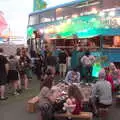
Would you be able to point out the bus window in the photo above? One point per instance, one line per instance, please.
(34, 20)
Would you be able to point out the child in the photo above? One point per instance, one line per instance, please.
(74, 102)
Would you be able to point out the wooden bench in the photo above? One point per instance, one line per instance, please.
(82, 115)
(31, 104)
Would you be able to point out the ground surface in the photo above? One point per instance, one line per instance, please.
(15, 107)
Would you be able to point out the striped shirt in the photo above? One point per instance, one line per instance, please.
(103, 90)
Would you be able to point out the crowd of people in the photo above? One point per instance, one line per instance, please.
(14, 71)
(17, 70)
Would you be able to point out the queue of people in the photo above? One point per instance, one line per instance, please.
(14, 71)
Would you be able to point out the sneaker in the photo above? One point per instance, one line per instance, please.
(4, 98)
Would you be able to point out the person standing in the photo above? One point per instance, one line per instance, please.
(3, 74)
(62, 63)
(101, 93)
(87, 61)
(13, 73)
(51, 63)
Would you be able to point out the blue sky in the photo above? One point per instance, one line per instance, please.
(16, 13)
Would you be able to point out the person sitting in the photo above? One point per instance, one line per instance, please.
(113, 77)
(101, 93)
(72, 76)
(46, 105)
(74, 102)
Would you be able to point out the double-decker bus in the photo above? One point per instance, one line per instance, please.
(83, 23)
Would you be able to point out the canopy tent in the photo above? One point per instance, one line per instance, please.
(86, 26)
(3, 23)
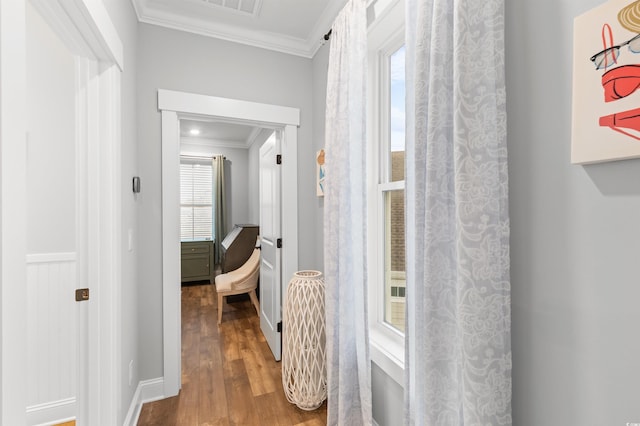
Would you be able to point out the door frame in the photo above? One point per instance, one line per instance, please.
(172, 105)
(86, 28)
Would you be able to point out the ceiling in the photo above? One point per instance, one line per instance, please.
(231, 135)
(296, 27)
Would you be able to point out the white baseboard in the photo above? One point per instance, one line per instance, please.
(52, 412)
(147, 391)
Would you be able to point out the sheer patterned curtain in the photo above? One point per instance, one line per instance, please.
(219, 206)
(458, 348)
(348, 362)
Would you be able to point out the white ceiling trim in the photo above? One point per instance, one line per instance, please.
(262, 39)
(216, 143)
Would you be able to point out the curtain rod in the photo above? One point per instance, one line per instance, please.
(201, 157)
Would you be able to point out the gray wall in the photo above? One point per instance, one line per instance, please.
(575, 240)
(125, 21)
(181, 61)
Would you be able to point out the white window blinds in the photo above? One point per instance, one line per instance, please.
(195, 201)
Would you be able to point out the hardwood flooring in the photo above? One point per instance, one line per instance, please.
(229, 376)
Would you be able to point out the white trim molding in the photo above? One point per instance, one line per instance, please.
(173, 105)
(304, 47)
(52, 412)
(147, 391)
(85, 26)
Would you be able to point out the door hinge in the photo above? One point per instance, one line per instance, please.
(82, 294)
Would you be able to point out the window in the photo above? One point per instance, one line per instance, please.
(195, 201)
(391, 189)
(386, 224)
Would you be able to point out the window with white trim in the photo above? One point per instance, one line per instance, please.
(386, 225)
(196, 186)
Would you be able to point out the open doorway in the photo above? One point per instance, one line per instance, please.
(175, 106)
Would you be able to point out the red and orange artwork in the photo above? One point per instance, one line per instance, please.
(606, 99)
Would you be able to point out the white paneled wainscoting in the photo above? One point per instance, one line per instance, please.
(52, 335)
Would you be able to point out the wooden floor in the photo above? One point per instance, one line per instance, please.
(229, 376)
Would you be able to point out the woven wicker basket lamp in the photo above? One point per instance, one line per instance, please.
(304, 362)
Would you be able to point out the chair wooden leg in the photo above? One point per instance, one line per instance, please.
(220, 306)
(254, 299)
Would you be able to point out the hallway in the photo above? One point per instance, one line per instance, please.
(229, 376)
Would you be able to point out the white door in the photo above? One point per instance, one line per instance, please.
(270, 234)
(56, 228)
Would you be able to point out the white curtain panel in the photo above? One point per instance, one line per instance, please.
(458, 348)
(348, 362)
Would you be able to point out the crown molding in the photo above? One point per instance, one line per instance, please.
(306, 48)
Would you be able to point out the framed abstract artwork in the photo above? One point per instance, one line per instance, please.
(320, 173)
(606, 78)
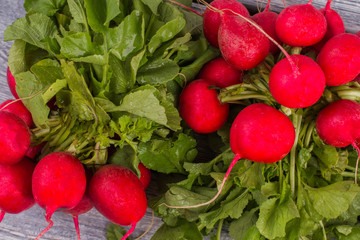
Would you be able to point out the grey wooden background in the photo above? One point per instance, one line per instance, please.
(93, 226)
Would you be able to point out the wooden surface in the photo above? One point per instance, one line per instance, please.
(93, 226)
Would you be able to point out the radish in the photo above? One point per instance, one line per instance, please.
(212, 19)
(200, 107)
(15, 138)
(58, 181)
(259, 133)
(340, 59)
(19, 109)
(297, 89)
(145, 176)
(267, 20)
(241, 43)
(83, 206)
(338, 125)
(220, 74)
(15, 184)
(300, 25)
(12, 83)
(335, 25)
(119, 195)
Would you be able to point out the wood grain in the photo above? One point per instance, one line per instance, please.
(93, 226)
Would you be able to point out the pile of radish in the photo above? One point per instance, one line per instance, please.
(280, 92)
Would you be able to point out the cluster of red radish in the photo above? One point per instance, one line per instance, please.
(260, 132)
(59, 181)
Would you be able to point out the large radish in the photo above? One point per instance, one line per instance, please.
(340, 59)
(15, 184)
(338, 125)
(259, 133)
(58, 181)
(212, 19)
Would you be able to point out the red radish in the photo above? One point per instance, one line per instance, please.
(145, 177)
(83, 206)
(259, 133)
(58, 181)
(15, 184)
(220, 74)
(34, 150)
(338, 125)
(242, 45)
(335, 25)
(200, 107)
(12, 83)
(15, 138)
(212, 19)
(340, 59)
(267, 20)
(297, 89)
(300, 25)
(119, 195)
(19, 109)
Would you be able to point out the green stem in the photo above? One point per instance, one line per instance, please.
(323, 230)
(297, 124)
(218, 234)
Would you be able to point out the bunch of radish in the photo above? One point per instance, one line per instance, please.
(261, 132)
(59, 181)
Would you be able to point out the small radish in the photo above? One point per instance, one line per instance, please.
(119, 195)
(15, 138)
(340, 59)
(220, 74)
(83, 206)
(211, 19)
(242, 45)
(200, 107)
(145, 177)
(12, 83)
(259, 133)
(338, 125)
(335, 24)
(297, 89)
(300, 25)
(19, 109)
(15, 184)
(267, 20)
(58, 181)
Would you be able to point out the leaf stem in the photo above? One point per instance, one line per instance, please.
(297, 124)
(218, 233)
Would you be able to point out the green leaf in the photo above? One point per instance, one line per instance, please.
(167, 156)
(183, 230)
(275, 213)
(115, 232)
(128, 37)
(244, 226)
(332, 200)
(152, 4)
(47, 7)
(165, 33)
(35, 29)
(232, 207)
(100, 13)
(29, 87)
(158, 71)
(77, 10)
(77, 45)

=-=-=-=-=

All lines from the one containing "Would you be able to point out the radish" through the final line of the listing above are to be reproduced exactly; include both and add nothing.

* The reply:
Would you be able to point out the radish in the photo above? One point per instance, one line per instance, please.
(212, 19)
(200, 107)
(15, 138)
(58, 181)
(259, 133)
(340, 59)
(19, 109)
(297, 89)
(145, 176)
(267, 20)
(241, 43)
(83, 206)
(338, 125)
(220, 74)
(15, 184)
(300, 25)
(12, 83)
(335, 25)
(119, 195)
Would you be able to point out the wood grain in the photo above? One point per instance, one line per instance, please.
(93, 226)
Would you be able to point out the pile of radish in the photo above? One point per instance, one line per instance, please.
(280, 92)
Would you be able to point out the cluster of red radish in the photo above? One point per instance, one line per instance, please.
(260, 132)
(59, 181)
Would you be able to point out the large radish in the photo above? One point per instance, one line per instance, please.
(340, 59)
(15, 184)
(338, 125)
(259, 133)
(58, 181)
(212, 19)
Would you be able to point out the red radish in the photo above? One point per instance, one line per instance, please.
(145, 177)
(83, 206)
(259, 133)
(58, 181)
(15, 184)
(220, 74)
(34, 150)
(338, 125)
(242, 45)
(335, 25)
(200, 107)
(12, 83)
(15, 138)
(212, 19)
(340, 59)
(267, 20)
(297, 89)
(300, 25)
(119, 195)
(19, 109)
Would you be able to point out the green stem in the photo above? One point per instance, one line per instance, please.
(323, 230)
(297, 124)
(218, 234)
Would you be able to point out the bunch of radish in the photo above? One point per instance, one line per instance, please.
(261, 132)
(59, 181)
Would you be able to point out the small radish in the photo above? One point per instance, one line per instance, please.
(119, 195)
(15, 138)
(340, 59)
(220, 74)
(83, 206)
(211, 19)
(242, 45)
(200, 107)
(145, 177)
(12, 83)
(259, 133)
(338, 125)
(335, 24)
(297, 89)
(300, 25)
(19, 109)
(15, 184)
(267, 20)
(58, 181)
Would you be able to point out the leaf stem in the photo above? One point per instance, one line per instance, please.
(297, 124)
(218, 233)
Would you be able to point out the green leaf in the photo above? One point per instance, one line per instance, please.
(167, 156)
(183, 230)
(275, 213)
(115, 232)
(128, 37)
(244, 226)
(332, 200)
(152, 4)
(47, 7)
(165, 33)
(35, 29)
(232, 207)
(100, 13)
(29, 87)
(158, 71)
(77, 10)
(77, 45)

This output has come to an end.